BEGIN Recorded data

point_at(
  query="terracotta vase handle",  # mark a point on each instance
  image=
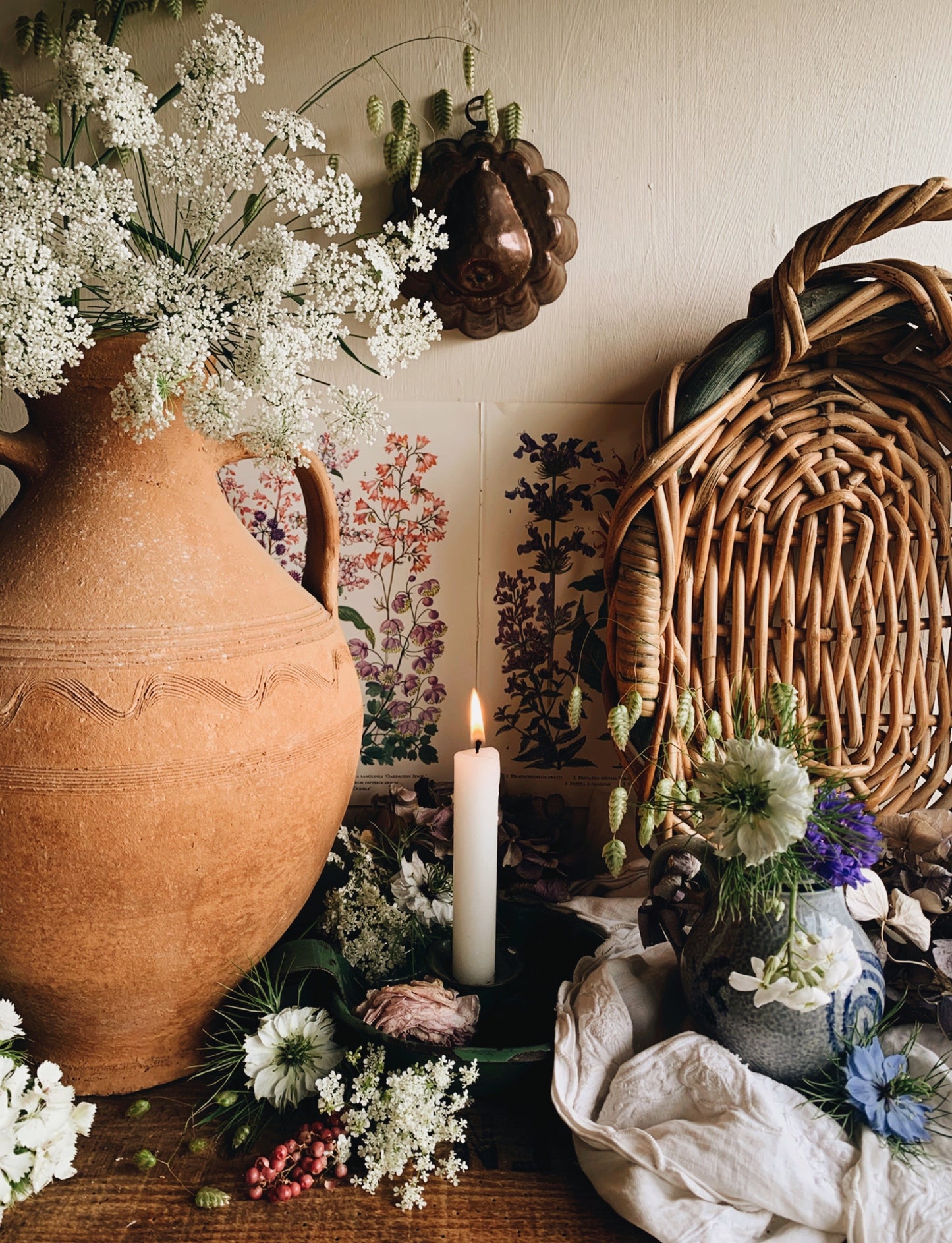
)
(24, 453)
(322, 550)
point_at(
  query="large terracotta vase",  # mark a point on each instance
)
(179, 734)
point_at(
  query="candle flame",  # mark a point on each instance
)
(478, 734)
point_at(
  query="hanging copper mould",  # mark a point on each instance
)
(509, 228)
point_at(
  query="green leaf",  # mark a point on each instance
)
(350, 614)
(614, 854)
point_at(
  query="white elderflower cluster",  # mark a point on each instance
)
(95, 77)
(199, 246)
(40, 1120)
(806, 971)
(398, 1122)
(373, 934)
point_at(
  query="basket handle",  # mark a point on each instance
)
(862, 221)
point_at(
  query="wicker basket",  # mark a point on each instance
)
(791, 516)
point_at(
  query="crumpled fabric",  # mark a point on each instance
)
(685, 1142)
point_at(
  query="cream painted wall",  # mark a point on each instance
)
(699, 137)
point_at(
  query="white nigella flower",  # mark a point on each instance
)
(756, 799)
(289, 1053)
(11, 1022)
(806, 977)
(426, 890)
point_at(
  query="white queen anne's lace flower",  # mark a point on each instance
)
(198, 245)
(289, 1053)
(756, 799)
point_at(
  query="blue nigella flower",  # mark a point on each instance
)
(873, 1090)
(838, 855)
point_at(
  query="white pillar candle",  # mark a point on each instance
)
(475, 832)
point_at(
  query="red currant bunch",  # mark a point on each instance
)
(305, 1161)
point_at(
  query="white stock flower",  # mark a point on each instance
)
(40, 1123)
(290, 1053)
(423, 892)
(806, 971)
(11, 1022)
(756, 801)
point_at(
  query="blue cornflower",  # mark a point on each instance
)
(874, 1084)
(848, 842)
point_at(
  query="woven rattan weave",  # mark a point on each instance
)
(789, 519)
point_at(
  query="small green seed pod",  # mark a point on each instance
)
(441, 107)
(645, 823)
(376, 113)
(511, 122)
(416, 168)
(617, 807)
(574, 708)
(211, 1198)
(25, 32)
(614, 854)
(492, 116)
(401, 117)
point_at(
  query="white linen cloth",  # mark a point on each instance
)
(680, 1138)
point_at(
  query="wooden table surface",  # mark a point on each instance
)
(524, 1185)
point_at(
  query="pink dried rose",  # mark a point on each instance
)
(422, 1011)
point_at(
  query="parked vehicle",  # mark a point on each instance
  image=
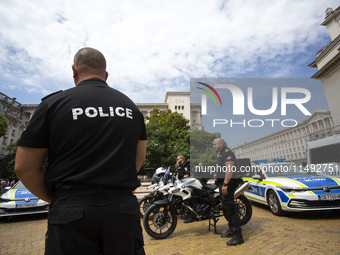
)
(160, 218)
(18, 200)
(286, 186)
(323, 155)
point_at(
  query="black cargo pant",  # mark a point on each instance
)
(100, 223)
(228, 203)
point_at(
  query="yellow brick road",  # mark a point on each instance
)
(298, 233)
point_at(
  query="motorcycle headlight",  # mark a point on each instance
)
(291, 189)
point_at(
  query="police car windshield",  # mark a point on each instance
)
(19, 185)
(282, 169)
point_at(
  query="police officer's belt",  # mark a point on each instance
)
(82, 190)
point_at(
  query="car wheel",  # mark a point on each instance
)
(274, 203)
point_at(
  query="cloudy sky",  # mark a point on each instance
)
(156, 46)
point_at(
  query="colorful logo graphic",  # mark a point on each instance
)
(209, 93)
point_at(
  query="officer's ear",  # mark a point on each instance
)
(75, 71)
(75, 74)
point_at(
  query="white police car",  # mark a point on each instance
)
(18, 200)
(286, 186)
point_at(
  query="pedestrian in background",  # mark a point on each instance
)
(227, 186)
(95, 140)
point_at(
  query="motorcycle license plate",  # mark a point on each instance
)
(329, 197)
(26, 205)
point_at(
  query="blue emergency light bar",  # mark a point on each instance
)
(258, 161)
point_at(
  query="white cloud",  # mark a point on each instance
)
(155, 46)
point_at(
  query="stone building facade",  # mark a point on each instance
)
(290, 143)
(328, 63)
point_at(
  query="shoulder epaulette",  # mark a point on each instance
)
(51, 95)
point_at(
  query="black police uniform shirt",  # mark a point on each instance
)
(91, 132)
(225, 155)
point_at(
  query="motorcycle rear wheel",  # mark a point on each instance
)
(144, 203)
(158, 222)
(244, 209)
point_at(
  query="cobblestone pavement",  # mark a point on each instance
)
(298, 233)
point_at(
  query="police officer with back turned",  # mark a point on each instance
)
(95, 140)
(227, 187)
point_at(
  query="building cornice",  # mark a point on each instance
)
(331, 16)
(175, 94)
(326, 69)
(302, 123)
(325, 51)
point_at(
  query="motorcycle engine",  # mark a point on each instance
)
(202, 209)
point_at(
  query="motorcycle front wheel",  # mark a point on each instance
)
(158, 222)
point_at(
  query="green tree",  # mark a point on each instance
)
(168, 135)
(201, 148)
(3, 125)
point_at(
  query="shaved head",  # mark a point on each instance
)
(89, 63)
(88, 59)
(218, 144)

END Recorded data
BEGIN Recorded data

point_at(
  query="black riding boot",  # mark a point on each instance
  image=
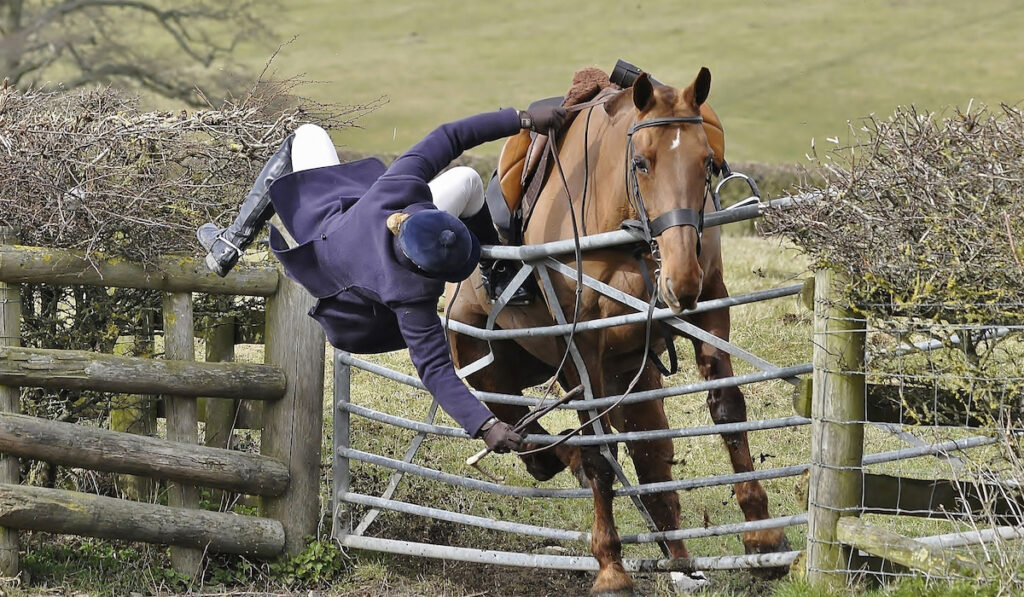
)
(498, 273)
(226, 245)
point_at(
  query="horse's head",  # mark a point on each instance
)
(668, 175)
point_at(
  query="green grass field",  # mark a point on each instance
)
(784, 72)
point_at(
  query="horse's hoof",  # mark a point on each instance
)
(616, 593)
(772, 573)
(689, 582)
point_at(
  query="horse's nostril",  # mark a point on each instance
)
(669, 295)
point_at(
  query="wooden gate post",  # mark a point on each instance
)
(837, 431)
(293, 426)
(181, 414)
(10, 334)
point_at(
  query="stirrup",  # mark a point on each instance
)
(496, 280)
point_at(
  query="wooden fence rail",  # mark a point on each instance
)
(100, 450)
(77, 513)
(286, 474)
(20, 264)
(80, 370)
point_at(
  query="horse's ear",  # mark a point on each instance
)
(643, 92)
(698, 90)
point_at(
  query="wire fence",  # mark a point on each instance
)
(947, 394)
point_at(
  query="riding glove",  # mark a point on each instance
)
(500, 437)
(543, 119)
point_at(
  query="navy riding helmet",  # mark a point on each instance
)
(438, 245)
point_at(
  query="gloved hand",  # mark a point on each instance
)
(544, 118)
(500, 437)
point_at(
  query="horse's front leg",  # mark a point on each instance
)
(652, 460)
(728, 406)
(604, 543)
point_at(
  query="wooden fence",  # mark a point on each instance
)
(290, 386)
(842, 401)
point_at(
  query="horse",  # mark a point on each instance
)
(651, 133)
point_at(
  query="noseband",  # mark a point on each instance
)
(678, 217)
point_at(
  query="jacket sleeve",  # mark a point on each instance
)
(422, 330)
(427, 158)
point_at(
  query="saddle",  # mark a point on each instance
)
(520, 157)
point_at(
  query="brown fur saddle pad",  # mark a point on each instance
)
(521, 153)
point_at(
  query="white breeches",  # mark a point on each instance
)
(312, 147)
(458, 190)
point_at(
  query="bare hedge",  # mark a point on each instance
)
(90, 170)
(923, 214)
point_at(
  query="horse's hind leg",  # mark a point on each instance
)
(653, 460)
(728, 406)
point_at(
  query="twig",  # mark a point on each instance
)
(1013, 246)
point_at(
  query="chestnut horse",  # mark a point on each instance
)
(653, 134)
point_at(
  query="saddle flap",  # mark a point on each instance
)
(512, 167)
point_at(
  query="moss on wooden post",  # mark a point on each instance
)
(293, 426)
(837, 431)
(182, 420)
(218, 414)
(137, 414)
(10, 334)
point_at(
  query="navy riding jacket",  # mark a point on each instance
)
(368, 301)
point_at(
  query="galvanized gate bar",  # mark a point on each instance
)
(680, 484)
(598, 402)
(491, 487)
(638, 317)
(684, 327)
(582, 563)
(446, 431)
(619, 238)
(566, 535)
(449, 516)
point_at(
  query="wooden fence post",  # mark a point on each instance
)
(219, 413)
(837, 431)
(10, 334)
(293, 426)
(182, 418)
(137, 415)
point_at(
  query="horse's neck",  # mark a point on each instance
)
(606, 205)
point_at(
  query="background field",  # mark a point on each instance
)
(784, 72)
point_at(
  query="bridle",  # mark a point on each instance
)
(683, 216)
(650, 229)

END Recorded data

Given instruction: Count the lines in the entries above that contain the string "horse". Reply with the number alone.

Exercise response: 9